■ **TASK TO CARRY OUT**
Nothing but the lines from the one containing "Question. Identify every instance of the laundry" through the end of the entries should be set down, each exactly as written.

Items from a data source

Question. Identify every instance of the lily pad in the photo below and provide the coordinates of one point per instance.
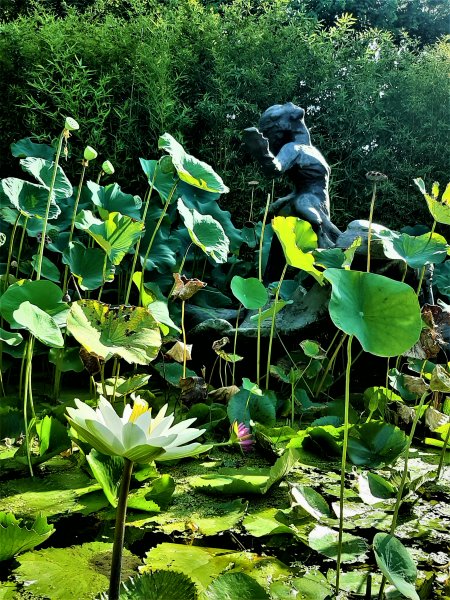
(16, 538)
(298, 240)
(76, 572)
(325, 540)
(382, 313)
(205, 232)
(88, 265)
(190, 169)
(396, 564)
(115, 233)
(28, 198)
(250, 292)
(42, 170)
(235, 585)
(125, 331)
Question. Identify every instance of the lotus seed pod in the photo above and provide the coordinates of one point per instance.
(107, 167)
(71, 124)
(90, 153)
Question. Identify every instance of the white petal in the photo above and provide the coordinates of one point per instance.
(105, 436)
(110, 418)
(163, 427)
(174, 453)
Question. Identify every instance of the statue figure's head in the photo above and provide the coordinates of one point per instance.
(283, 123)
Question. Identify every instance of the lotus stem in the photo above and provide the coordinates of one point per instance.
(138, 244)
(261, 243)
(49, 201)
(422, 271)
(235, 344)
(403, 479)
(344, 460)
(119, 532)
(330, 364)
(442, 457)
(158, 225)
(369, 234)
(183, 331)
(72, 223)
(272, 326)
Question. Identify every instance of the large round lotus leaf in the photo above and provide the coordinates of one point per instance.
(30, 199)
(126, 331)
(40, 324)
(25, 148)
(87, 265)
(205, 232)
(416, 251)
(382, 313)
(42, 170)
(396, 564)
(16, 538)
(115, 233)
(297, 239)
(190, 169)
(44, 294)
(250, 292)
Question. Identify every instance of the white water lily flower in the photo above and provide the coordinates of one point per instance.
(135, 435)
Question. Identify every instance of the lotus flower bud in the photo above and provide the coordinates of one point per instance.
(90, 153)
(71, 124)
(107, 167)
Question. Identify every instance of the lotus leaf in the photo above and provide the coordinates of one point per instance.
(28, 198)
(116, 233)
(189, 169)
(205, 232)
(396, 564)
(16, 538)
(125, 331)
(88, 265)
(298, 240)
(382, 313)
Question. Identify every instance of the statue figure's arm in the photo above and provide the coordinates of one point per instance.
(258, 146)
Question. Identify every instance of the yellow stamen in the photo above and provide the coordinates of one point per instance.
(139, 408)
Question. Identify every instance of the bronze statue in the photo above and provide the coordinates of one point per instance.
(282, 144)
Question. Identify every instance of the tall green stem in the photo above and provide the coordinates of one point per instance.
(272, 326)
(155, 231)
(398, 502)
(344, 460)
(138, 245)
(47, 210)
(72, 223)
(261, 243)
(119, 532)
(369, 234)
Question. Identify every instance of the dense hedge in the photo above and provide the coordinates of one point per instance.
(372, 103)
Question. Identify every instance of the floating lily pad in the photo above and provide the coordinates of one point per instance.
(115, 233)
(235, 585)
(125, 331)
(325, 540)
(16, 538)
(396, 564)
(298, 240)
(382, 313)
(76, 572)
(205, 232)
(190, 169)
(250, 292)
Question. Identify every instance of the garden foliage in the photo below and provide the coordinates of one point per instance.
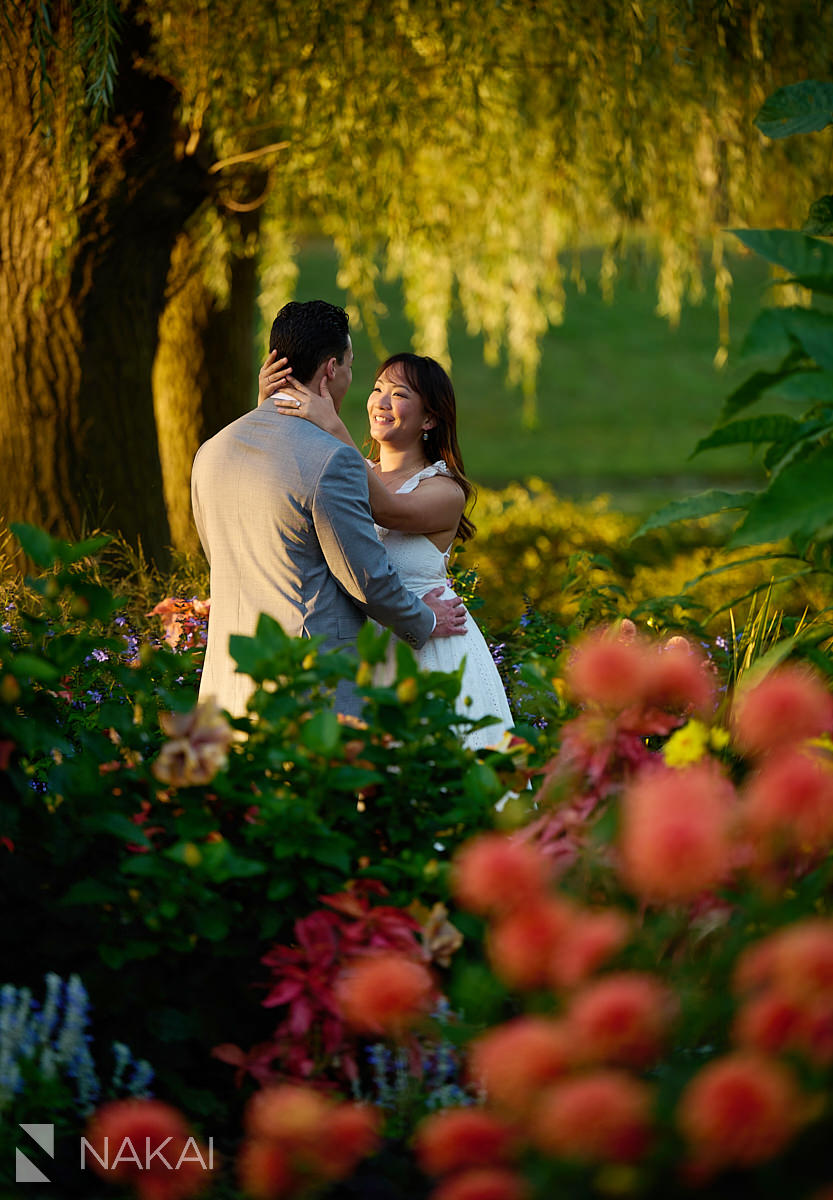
(157, 850)
(796, 504)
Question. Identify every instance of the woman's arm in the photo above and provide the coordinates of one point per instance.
(435, 507)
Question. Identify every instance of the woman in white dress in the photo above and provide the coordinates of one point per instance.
(418, 492)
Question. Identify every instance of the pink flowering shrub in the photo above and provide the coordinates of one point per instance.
(355, 967)
(664, 925)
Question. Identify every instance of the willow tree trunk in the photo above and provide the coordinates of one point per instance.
(81, 297)
(203, 376)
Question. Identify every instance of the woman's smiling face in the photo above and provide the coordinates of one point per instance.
(396, 411)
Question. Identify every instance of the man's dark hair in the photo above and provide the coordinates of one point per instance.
(309, 334)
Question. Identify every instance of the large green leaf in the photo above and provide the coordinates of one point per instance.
(778, 330)
(809, 387)
(802, 107)
(779, 454)
(703, 504)
(798, 503)
(808, 259)
(37, 544)
(814, 330)
(820, 217)
(753, 429)
(754, 387)
(767, 335)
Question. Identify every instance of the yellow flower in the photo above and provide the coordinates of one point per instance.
(687, 745)
(718, 738)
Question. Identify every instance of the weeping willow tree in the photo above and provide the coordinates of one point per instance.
(467, 149)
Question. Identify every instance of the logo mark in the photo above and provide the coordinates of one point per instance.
(43, 1135)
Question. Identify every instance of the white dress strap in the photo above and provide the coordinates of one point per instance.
(435, 468)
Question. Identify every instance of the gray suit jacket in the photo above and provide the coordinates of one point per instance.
(283, 516)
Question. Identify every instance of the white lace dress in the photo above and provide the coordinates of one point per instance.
(423, 567)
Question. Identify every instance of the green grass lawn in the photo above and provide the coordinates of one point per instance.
(623, 397)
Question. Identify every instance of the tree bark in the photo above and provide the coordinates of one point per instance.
(78, 444)
(203, 375)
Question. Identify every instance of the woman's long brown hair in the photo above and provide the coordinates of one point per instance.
(431, 382)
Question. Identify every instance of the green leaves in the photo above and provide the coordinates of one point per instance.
(705, 504)
(47, 551)
(797, 108)
(756, 429)
(797, 504)
(808, 259)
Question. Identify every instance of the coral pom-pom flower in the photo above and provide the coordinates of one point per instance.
(591, 939)
(739, 1110)
(675, 833)
(148, 1146)
(523, 945)
(609, 672)
(493, 873)
(264, 1170)
(456, 1138)
(789, 705)
(513, 1062)
(621, 1019)
(604, 1116)
(483, 1183)
(679, 679)
(789, 802)
(384, 994)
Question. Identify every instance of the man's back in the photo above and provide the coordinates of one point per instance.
(283, 516)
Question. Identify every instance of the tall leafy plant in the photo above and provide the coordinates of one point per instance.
(796, 501)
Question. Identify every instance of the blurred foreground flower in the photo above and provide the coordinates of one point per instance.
(185, 622)
(604, 1116)
(385, 994)
(786, 706)
(676, 831)
(298, 1140)
(739, 1110)
(198, 745)
(148, 1146)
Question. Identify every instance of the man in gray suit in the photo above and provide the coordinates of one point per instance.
(283, 516)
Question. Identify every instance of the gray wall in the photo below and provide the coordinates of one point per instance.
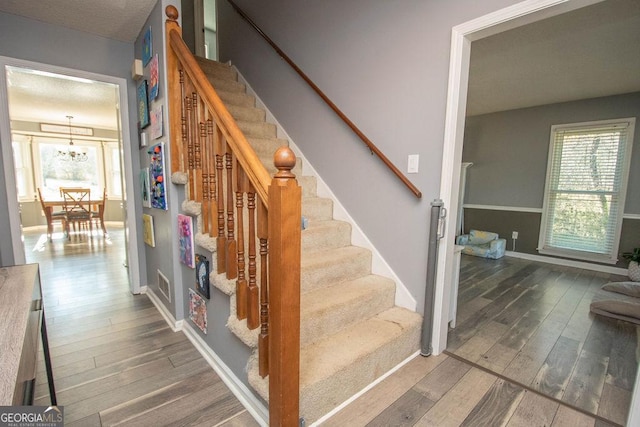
(163, 256)
(509, 153)
(385, 64)
(36, 41)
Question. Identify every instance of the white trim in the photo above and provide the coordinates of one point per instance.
(569, 263)
(175, 325)
(544, 245)
(349, 401)
(503, 208)
(461, 37)
(5, 135)
(244, 395)
(403, 297)
(252, 404)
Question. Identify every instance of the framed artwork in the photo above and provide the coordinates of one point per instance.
(157, 188)
(143, 105)
(147, 47)
(198, 310)
(202, 275)
(185, 240)
(147, 230)
(153, 77)
(145, 188)
(156, 122)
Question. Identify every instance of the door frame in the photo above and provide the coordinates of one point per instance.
(462, 35)
(125, 140)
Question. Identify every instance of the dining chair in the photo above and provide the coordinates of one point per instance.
(98, 215)
(51, 216)
(77, 206)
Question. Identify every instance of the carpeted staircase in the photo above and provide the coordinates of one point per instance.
(351, 332)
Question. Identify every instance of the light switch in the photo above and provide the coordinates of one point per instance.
(412, 165)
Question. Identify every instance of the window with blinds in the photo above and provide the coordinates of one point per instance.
(585, 189)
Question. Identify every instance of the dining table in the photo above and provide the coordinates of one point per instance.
(95, 205)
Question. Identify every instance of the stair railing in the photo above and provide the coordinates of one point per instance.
(370, 145)
(240, 203)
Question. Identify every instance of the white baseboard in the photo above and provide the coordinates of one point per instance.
(242, 393)
(403, 297)
(175, 325)
(254, 406)
(569, 263)
(349, 401)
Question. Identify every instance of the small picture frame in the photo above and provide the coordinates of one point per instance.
(147, 47)
(147, 230)
(143, 105)
(202, 276)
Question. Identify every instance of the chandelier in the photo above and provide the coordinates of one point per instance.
(70, 154)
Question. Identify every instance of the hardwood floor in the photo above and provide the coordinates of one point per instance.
(442, 390)
(530, 322)
(115, 360)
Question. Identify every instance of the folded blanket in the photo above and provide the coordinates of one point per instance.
(631, 289)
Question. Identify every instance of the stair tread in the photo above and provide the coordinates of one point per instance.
(324, 299)
(328, 356)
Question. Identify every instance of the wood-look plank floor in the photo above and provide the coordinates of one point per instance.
(115, 360)
(117, 363)
(530, 322)
(441, 391)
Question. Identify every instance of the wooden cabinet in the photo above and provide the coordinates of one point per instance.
(21, 319)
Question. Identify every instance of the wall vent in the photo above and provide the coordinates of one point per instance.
(164, 286)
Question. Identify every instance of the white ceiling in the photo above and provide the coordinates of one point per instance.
(590, 52)
(113, 19)
(587, 53)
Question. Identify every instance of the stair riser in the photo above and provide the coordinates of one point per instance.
(318, 276)
(258, 129)
(316, 208)
(227, 85)
(247, 114)
(335, 236)
(240, 99)
(317, 325)
(218, 70)
(353, 378)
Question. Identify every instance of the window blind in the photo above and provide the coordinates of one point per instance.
(584, 196)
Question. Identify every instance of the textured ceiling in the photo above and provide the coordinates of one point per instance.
(49, 98)
(113, 19)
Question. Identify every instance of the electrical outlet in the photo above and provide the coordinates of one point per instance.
(412, 164)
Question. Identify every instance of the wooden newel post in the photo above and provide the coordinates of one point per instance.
(285, 210)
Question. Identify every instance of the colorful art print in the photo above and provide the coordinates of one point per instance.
(198, 310)
(158, 192)
(147, 47)
(143, 105)
(153, 77)
(202, 275)
(185, 240)
(145, 188)
(156, 122)
(147, 230)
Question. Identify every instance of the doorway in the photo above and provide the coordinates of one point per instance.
(50, 111)
(463, 35)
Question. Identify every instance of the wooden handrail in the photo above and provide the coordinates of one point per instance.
(374, 149)
(256, 172)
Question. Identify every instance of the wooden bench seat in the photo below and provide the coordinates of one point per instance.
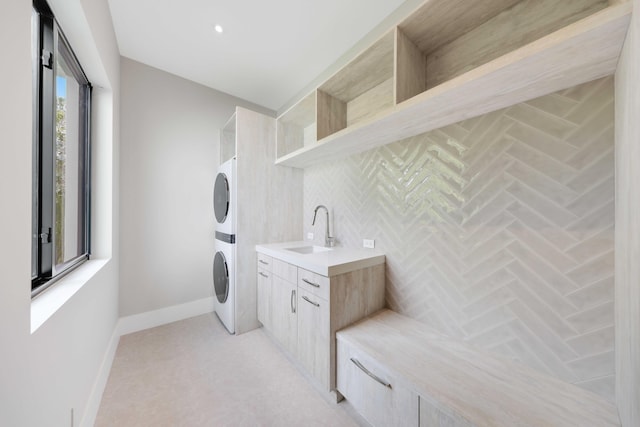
(451, 383)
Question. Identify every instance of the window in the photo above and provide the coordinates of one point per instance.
(61, 159)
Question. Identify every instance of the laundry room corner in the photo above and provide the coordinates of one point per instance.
(169, 160)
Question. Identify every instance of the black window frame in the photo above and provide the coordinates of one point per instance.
(48, 41)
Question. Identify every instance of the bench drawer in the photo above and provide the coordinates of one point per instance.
(372, 391)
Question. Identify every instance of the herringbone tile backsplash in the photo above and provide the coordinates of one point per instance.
(498, 230)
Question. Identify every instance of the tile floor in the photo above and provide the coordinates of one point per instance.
(193, 373)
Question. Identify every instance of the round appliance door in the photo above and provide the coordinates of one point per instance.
(221, 198)
(221, 277)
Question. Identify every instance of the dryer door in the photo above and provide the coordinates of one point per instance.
(221, 277)
(221, 198)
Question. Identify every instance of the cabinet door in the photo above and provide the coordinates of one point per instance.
(283, 313)
(313, 335)
(264, 298)
(372, 391)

■ **RESULT OF THIS EXERCISE**
Question. Identify every instance of the laundry room corner in the photo above and provide the coordinates of one point per instance.
(169, 160)
Question. Identify every instance of the black window frame in the photo above and provide the coordinates of one point per instance.
(48, 41)
Question. Identify every instance of the bench drawer in the photo above and provide the coordinates of one point per instance.
(372, 391)
Question. Identify every instance of the herringbone tile backsplash in the photo above and provide the coordinates of one point per instance.
(498, 230)
Question. Identify every instance of the tile floor in the photo above and provide the coordinates of one point per instance.
(193, 373)
Question. Identify every instance of the round appliance door in the photo above and provide the coordinates of one point per instance.
(221, 198)
(221, 277)
Question. Identify every instance of the dryer door in the photo above and provide the coordinates of one point per instance.
(221, 277)
(221, 198)
Question. Identify every instance of the cabinet door in the photo above and provide the coordinates of one point per instance.
(283, 313)
(313, 335)
(264, 298)
(372, 391)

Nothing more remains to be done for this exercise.